• Set exercise: Skip every image and restate the data word for word.

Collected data
▼

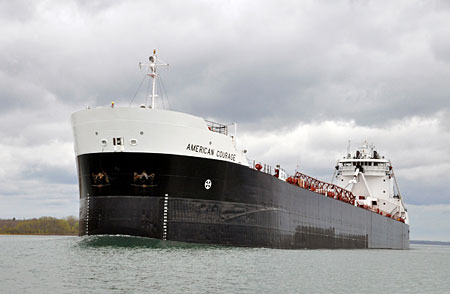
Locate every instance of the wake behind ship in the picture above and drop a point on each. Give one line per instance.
(168, 175)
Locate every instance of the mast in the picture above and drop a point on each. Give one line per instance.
(152, 71)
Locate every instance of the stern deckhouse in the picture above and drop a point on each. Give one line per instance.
(370, 177)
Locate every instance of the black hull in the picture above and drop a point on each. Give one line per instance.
(243, 207)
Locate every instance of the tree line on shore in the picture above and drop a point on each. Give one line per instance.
(40, 226)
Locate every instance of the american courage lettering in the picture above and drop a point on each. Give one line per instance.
(210, 151)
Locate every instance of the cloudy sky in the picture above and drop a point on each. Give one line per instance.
(300, 78)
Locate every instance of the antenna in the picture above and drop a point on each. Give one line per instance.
(152, 71)
(348, 149)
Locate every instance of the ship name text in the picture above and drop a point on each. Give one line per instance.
(210, 151)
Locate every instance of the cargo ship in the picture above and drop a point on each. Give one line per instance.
(150, 172)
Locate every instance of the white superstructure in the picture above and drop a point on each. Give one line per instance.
(148, 129)
(370, 177)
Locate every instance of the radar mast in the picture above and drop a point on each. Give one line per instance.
(152, 71)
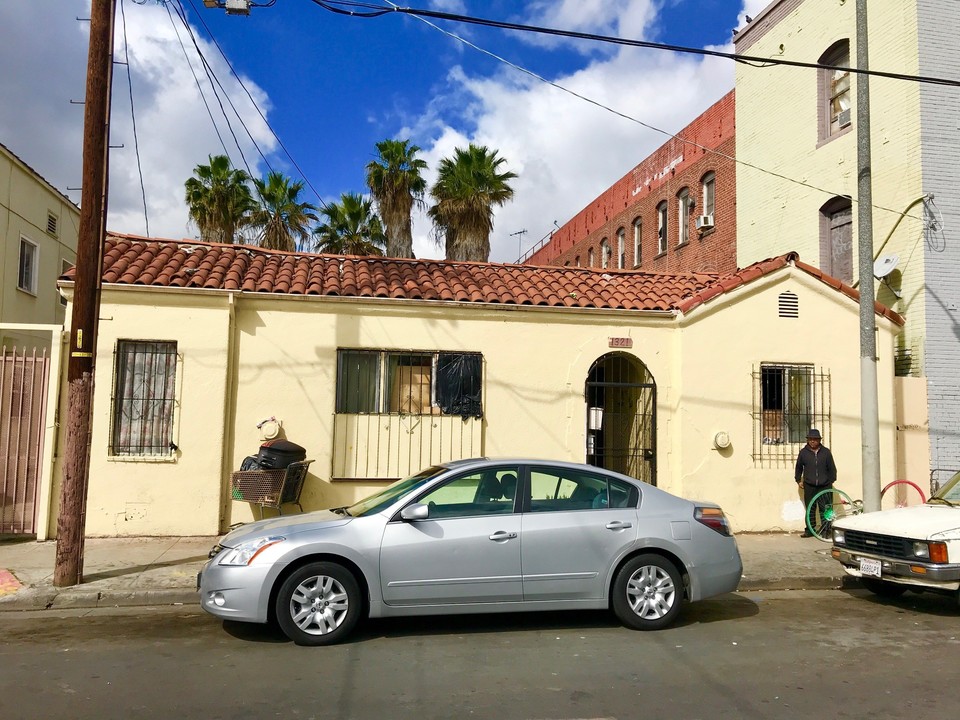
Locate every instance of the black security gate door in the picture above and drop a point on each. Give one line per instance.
(621, 417)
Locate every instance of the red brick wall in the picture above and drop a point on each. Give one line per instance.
(680, 162)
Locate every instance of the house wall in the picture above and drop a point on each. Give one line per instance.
(25, 201)
(708, 144)
(247, 357)
(717, 393)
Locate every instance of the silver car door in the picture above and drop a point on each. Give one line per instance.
(571, 534)
(467, 551)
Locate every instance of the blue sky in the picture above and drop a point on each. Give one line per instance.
(332, 86)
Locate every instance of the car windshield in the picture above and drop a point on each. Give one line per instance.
(949, 493)
(379, 500)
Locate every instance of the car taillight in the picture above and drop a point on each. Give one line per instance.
(713, 518)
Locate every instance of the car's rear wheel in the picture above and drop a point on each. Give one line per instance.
(319, 604)
(883, 588)
(647, 593)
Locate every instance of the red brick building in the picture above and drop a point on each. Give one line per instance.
(674, 212)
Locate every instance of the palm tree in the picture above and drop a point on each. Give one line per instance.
(219, 199)
(281, 220)
(468, 187)
(350, 227)
(396, 181)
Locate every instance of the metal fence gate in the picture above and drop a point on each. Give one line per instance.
(23, 402)
(621, 417)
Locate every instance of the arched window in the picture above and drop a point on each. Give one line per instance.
(637, 232)
(662, 228)
(833, 91)
(683, 217)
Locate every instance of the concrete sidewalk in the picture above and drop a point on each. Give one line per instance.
(162, 571)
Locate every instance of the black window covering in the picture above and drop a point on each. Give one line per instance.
(458, 384)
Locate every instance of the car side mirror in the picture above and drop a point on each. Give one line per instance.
(415, 511)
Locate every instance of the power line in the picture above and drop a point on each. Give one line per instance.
(374, 11)
(133, 116)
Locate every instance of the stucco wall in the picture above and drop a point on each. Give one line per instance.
(722, 345)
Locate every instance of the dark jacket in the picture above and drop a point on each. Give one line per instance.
(816, 468)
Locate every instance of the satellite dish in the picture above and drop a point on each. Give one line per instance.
(885, 265)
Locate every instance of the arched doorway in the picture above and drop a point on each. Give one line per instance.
(622, 417)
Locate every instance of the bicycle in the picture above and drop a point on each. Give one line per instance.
(839, 505)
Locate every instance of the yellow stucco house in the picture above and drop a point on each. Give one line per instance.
(797, 135)
(702, 384)
(38, 232)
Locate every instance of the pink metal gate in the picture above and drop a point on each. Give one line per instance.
(23, 403)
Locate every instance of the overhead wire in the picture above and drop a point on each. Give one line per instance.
(133, 116)
(421, 17)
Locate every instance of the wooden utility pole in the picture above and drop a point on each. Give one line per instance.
(86, 296)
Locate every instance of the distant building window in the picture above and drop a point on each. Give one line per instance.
(662, 228)
(145, 376)
(683, 217)
(637, 232)
(381, 382)
(836, 239)
(29, 261)
(708, 189)
(789, 400)
(834, 90)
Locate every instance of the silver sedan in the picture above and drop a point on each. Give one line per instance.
(476, 536)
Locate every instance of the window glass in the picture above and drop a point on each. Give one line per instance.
(683, 217)
(558, 489)
(145, 384)
(27, 275)
(487, 492)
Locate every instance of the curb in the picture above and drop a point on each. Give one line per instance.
(47, 598)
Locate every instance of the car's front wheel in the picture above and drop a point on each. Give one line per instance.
(319, 604)
(883, 588)
(647, 593)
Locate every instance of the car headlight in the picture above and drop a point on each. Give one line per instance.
(244, 553)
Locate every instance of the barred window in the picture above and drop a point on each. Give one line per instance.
(145, 375)
(409, 383)
(788, 401)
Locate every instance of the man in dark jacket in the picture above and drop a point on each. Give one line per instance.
(817, 471)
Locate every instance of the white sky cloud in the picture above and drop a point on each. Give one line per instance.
(564, 149)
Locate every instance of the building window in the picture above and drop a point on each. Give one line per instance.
(29, 260)
(834, 90)
(836, 239)
(683, 217)
(637, 232)
(788, 401)
(379, 382)
(145, 375)
(662, 228)
(708, 188)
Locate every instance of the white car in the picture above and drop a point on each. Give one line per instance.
(908, 548)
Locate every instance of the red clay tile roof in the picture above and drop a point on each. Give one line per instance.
(133, 260)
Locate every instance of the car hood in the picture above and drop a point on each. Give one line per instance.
(940, 522)
(284, 526)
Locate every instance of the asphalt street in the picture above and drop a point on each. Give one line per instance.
(780, 654)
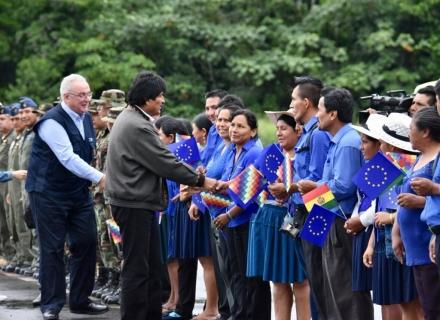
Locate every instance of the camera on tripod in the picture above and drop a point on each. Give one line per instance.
(394, 101)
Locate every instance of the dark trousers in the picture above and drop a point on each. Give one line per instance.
(187, 287)
(341, 301)
(141, 269)
(222, 271)
(55, 219)
(252, 298)
(427, 282)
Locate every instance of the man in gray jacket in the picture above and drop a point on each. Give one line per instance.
(137, 165)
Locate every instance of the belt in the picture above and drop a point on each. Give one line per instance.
(434, 229)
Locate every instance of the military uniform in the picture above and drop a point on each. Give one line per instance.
(6, 246)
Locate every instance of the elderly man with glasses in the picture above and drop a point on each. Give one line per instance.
(59, 177)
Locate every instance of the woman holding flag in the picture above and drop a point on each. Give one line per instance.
(414, 233)
(273, 254)
(251, 296)
(392, 283)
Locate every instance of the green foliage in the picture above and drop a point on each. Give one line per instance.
(253, 48)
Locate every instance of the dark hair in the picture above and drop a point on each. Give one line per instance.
(171, 126)
(146, 86)
(430, 93)
(437, 88)
(340, 100)
(309, 87)
(201, 121)
(216, 93)
(231, 99)
(232, 108)
(185, 126)
(290, 121)
(158, 123)
(428, 119)
(251, 118)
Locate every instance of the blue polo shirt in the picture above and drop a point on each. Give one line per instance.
(344, 159)
(248, 155)
(431, 212)
(310, 157)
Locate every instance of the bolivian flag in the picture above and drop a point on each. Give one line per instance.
(321, 196)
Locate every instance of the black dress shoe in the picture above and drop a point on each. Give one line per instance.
(91, 308)
(50, 315)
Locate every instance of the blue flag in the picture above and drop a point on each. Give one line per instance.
(377, 175)
(269, 161)
(186, 151)
(317, 225)
(197, 200)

▲

• Response:
Locate every instance of the wake behind ship in the picture above and drop a point on each. Give one line per instance.
(168, 175)
Locate every instance of the mast in the picture above and drop a point on each. Give one line per instance.
(152, 71)
Locate every instance of the stern deckhouse in the picture above and drop a point on each. Give one line per instance.
(370, 177)
Locate every instance of the black hull in the picture above and drop a point on each. Give one line per instance.
(243, 207)
Locate every instance of the tree line on shore in the picture above and drop a point on each. Give one line per instance.
(40, 226)
Locate every instance of the american courage lettering in the picture above and drop a point on each. Give one line per instance.
(210, 151)
Locate every instance of the cloudy sky in the picture above and drop a point on each. Give one line per instance.
(300, 78)
Locate every instance of the antenna in the picture above and drop a point on each. Give one line per instance.
(152, 71)
(348, 149)
Locate every instance of the ship name text in the picture above and drop a point on each. Give one line per instance.
(210, 151)
Locate every instance of the cargo ship in the picture above and drop a point on each. Give one line per instance.
(150, 172)
Locate every instance of the white superstructure in the picture above and drop a point on each. Give one line per instance.
(148, 129)
(370, 177)
Locate every instance of the radar mast in the picture above and drop a point on each. Give one line per instance.
(152, 71)
Locate every instance of the black security gate door in the picture above and drop a point on each. Give one line per instance.
(621, 417)
Locate every instance of the red brick wall in the picture above and drop a point on each. Give one line per instance.
(680, 162)
Locate every instance of the house wall in the picture above and drop a point on each. Give one line per instance.
(25, 201)
(708, 144)
(247, 357)
(717, 393)
Locate every instance of the silver car door in the picture above and drop a point on each. Give one line per instance.
(571, 534)
(467, 551)
Locate every instance of the blue sky in the picture above and drop a point on each. Give one line per instance.
(332, 86)
Locate every instance of the car windshield in the picture above and drop a point on each. Give one line per instance.
(949, 493)
(379, 500)
Locate every instance of the car taillight in the picture above and drop a point on each. Give one line per instance.
(713, 518)
Locate every instance of the car's rear wheel in the picture above and drop a point on each. Give one line per instance.
(319, 604)
(883, 588)
(647, 593)
Locate every instance of the red brick building in the picture above and drop a point on each. Give one line per instance.
(674, 212)
Locate every instance of the palm tree in the picture above and drop a point on each. Give one line per instance.
(219, 199)
(281, 220)
(468, 187)
(350, 227)
(396, 181)
Locate every instance of the metal fence gate in the picture above and drop a point on each. Give one line per instance.
(23, 402)
(621, 417)
Locate every instance of the arched window in the picture above and drop a point on each. Give one line per instance.
(637, 232)
(662, 228)
(833, 91)
(683, 217)
Locate every instance of the concrete sidewalk in the picture above and drop a point on each. Give one line per instance.
(162, 571)
Locate every instance of the black window covering in the picture above and drop a point on each. Give one line per instance.
(458, 384)
Locate every instance of the car side mirror in the picture above and drop a point on each. Give one line per instance.
(415, 511)
Locate every instance of the power line in the picture above and drop a point on each. Give one line per instance.
(374, 11)
(133, 116)
Locate every instance of the stucco wall in the picture above and drop a point on each. Give one line per instance.
(722, 345)
Locate every instance of the dark jacket in the picture above and drop a point on each. Give one line per instance.
(816, 468)
Locate every instance of the satellite dish in the picture above and drop a point on each. Give one line per instance.
(885, 265)
Locate every instance of the arched doorway in the picture above and drop a point on each. Give one line per instance.
(622, 417)
Locate every instance of the bicycle in the picture above and drop a point on each. Give one line per instance.
(839, 505)
Locate every instance of the yellow stucco house in the picture above and drop a point on each. Give one line per instance.
(797, 135)
(702, 384)
(38, 232)
Locate every instance of the pink metal gate in the picture above and drop a point on each. Give one line per instance.
(23, 403)
Locate every instance of the overhead wire in the picture above and drop a point on each. Give one line per instance.
(133, 116)
(421, 17)
Locate every instance of the wooden utility pole in the picture above and drop a point on each. Give one line per instance.
(86, 296)
Locate every instance of the distant building window in the picture above and drop a point on each. Give one line per instance.
(662, 228)
(145, 376)
(683, 217)
(637, 232)
(381, 382)
(836, 239)
(29, 261)
(708, 189)
(789, 400)
(834, 90)
Locate every instance of the silver sedan in the picture above and drop a point on each. Give one line per instance.
(476, 536)
Locate every instance of the window glass in the picture above and drop a point on each. Give one line per instance.
(683, 217)
(558, 489)
(145, 384)
(27, 275)
(487, 492)
Locate every instance of the curb in the picture above and drop a point on each. Give one line per instance.
(47, 598)
Locate every instance of the car's front wheel in the picture above and drop a point on each. Give one line per instance.
(319, 604)
(883, 588)
(647, 593)
Locate every instance of the car headlight in the picture above and drop a point on each. Give one line per instance.
(244, 553)
Locate every instance of the barred window in the picture above and drop a point on each. Give one line per instance.
(145, 375)
(409, 383)
(788, 401)
Locate every instance of the man in dark jacket in the picture above and drop a point on each. Give one line per instance.
(817, 471)
Locate every instance of the white sky cloud in the picture above and drop a point on each. Give one line per instance.
(564, 149)
Locate every instance of the building window in the picture above and drop a point on each. Give one line per instance.
(29, 260)
(834, 90)
(836, 239)
(683, 217)
(637, 232)
(788, 401)
(379, 382)
(145, 375)
(662, 228)
(708, 188)
Locate every instance of the white car in the picture above and drop a point on each. Give one line per instance.
(908, 548)
Locate every instance of the red clay tile roof in the picture above and drop a point on each. Give one line per instance.
(133, 260)
Locate every instance of the car hood in the picture above and drop a point on each. Give one line per instance.
(940, 522)
(284, 526)
Locate every instance of the asphalt street in the picture above and drop a point on each. Give one line per instance.
(780, 654)
Locate every instance of the camera on tripod in the picture above and drop a point on each. Give one line per instance.
(394, 101)
Locate every instance of the dark trousers in the picture above and drop a point on each. Give one line per instance.
(187, 287)
(341, 301)
(141, 269)
(222, 271)
(55, 219)
(252, 298)
(427, 282)
Locate every instance of the man in gray jacket in the picture above and drop a point on each. Give one line per instance.
(137, 165)
Locate every instance of the belt in the picture above and drop a point on each. Give one line per instance.
(434, 229)
Locate every instance of the military uniform in the picture above and drop a point on each. Give one line per instance.
(6, 246)
Locate every instance of the elderly man with glasses in the picture above and drop a point on each. Give one line per instance.
(59, 177)
Locate every instance of the woman holding flag in the picture above and drop a point on each. Give one line per instance.
(414, 233)
(273, 254)
(251, 296)
(392, 283)
Locate every instance of the green foliage in the picture above and drop a point on each. Give one line per instance.
(253, 48)
Locate every instance of the dark hair in the picture above and drop a point on each. Give one line per instance.
(171, 126)
(146, 86)
(430, 93)
(437, 88)
(340, 100)
(309, 87)
(201, 121)
(216, 93)
(231, 99)
(232, 108)
(185, 126)
(290, 121)
(158, 123)
(428, 119)
(251, 118)
Locate every instance of the blue polo shirt in the picture above and drop a point on each. Give one line per instance.
(344, 159)
(248, 155)
(431, 212)
(310, 157)
Locate every instance of the bolivian flag in the picture above and drop a point on each. Give one line per instance.
(321, 196)
Locate every instance of the black dress shoe in the picture above and drop a point on each. Give one line per instance.
(91, 308)
(50, 315)
Locate every instance of the blue flag in the picture above and drop a point on each. Give one line per instance.
(377, 175)
(269, 161)
(186, 151)
(317, 225)
(197, 200)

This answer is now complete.